EXERCISE GOAL: Your answer should be the lines of the data below that contain "green".

━━ RECORDS PROVIDED

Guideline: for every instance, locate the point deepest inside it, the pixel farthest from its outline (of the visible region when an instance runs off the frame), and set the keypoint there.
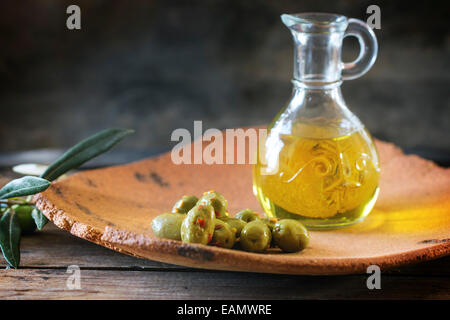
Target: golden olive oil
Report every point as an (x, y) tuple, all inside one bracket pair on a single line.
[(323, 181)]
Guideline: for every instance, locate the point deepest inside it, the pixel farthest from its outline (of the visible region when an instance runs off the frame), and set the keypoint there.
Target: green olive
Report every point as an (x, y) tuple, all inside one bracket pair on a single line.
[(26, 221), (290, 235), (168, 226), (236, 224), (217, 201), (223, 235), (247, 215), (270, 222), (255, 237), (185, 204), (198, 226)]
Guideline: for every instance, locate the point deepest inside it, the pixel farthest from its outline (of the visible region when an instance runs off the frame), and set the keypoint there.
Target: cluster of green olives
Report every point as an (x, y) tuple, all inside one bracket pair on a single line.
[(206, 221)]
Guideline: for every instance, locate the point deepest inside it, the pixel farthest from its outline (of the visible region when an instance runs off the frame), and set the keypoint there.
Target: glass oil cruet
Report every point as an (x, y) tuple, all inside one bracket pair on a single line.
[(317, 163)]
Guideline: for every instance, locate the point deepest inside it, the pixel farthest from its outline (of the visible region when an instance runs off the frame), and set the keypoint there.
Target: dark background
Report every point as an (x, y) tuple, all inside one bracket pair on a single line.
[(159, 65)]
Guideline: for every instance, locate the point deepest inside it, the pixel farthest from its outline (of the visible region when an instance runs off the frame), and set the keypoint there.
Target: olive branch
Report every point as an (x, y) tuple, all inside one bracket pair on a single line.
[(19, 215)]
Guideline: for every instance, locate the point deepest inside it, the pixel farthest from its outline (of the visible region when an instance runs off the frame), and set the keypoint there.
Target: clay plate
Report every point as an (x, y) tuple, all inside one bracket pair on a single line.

━━━━

EXERCISE ANSWER:
Target: green olive
Target: cluster of green olives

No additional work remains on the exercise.